#### [EXERCISE BRIEF]
Exactly as written, restate the material below from its first line through the line containing "Note to the class: find each instance of the blue shorts", and stop there.

#### [RECORDS SUPPLIED]
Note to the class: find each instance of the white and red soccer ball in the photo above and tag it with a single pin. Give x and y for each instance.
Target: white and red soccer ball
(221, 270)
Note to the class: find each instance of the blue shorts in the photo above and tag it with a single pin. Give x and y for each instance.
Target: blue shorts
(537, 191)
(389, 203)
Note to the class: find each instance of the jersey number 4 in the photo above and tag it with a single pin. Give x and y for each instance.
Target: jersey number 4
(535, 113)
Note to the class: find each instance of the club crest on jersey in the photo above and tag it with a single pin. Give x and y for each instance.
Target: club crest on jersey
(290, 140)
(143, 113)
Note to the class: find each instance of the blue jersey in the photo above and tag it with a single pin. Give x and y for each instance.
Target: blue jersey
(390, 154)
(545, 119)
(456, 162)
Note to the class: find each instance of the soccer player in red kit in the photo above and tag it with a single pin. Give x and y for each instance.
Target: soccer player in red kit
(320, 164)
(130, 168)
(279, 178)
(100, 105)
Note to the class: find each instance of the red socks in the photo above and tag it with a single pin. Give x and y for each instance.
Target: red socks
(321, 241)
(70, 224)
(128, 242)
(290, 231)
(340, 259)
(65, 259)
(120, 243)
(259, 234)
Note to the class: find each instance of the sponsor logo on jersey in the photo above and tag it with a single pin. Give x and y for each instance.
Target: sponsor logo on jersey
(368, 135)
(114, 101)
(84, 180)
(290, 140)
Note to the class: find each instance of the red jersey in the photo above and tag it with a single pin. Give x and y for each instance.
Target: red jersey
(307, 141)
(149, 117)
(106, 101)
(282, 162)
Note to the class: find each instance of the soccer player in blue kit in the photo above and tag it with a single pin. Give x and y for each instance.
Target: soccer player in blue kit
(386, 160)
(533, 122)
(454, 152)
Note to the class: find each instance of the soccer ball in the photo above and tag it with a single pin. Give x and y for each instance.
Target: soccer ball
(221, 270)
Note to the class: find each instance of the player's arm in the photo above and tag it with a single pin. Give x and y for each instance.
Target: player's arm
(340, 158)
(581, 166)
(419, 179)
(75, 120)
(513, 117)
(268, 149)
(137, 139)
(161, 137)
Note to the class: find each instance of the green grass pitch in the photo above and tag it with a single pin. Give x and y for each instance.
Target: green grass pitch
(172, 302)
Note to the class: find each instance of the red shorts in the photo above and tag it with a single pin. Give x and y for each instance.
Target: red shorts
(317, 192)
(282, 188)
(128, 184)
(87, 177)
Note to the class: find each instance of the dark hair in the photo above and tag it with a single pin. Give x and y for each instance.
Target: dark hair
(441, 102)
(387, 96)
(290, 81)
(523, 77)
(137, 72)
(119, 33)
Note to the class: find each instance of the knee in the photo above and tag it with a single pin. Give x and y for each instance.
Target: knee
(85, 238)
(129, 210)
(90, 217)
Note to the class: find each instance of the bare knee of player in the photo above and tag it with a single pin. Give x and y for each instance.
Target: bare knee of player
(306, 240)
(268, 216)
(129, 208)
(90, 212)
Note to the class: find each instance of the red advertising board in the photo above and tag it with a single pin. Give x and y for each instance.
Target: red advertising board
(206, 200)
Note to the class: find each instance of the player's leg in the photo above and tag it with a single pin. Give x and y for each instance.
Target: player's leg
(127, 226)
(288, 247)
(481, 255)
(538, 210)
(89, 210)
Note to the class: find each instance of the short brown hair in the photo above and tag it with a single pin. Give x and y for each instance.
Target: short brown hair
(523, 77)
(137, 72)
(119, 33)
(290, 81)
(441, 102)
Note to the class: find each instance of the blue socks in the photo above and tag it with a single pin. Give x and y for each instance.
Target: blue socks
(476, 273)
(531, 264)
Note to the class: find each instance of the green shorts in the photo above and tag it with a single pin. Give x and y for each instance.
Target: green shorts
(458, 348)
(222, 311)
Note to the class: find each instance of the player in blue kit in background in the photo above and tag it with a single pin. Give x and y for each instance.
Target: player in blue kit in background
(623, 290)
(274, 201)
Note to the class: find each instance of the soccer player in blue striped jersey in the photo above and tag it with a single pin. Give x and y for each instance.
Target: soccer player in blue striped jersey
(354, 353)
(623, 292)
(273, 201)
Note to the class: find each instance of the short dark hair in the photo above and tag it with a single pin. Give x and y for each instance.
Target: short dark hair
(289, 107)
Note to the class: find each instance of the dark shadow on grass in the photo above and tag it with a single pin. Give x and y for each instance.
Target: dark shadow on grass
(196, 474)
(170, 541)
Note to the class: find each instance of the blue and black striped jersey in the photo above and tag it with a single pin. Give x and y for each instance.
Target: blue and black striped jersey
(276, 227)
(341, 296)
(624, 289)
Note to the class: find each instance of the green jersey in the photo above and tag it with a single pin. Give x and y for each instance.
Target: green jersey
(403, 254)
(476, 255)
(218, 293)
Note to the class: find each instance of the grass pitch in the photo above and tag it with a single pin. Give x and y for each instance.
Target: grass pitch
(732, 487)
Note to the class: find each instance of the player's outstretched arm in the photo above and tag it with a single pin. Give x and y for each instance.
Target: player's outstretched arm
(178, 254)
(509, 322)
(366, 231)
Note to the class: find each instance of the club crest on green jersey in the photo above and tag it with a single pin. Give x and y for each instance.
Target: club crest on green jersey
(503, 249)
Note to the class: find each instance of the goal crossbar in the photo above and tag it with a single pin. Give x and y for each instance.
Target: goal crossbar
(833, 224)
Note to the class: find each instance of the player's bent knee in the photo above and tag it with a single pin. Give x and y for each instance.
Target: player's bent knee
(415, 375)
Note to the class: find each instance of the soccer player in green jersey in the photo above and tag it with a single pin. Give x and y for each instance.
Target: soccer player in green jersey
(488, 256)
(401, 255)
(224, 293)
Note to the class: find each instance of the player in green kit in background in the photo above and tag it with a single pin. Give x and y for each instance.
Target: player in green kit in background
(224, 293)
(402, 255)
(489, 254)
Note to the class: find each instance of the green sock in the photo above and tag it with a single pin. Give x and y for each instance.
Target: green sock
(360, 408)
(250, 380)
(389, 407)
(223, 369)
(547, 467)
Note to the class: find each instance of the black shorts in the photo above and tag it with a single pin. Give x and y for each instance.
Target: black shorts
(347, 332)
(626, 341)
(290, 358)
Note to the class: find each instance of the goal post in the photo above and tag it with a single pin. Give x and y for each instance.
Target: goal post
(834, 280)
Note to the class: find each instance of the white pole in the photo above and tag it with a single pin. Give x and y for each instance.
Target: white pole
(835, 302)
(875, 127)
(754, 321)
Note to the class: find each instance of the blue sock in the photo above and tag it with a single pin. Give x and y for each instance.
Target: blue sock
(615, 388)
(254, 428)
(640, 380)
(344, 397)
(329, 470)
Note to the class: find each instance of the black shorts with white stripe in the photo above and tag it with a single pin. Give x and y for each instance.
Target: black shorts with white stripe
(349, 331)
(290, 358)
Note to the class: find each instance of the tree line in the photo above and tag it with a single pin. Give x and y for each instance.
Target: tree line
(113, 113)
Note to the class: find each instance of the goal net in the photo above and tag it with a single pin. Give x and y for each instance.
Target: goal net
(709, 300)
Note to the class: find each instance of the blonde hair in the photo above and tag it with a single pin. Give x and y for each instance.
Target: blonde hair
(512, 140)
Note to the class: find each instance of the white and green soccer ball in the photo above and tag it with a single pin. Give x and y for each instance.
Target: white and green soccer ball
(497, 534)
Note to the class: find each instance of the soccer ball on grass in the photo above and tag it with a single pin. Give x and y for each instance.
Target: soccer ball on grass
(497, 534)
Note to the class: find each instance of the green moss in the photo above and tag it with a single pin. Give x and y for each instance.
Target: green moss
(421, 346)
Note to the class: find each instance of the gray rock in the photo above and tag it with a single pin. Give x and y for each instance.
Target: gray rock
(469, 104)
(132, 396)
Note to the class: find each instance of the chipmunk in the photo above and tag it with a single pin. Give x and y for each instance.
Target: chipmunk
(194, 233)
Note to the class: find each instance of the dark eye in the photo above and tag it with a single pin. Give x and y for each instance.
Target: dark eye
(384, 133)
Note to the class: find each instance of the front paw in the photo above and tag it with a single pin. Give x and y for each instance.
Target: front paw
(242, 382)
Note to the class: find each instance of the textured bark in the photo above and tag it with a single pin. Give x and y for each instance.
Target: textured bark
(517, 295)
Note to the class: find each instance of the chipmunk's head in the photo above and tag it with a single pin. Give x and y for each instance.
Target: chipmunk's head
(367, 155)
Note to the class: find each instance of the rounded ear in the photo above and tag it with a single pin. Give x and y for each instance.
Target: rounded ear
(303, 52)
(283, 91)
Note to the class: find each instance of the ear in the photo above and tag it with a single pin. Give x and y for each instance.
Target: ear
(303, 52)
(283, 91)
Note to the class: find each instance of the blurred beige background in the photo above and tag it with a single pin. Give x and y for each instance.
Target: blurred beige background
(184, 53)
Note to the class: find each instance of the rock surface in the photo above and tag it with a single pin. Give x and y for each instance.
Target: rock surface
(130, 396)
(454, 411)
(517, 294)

#### [ANSWER]
Note to the class: find each instance of the white and red soccer ball in the photo above and tag it with a single pin. Give x and y for each instance.
Target: white and red soccer ball
(221, 270)
Note to the class: find each instance of the blue shorts in the photo above and tag it with a single pin. Give x and y for each instance.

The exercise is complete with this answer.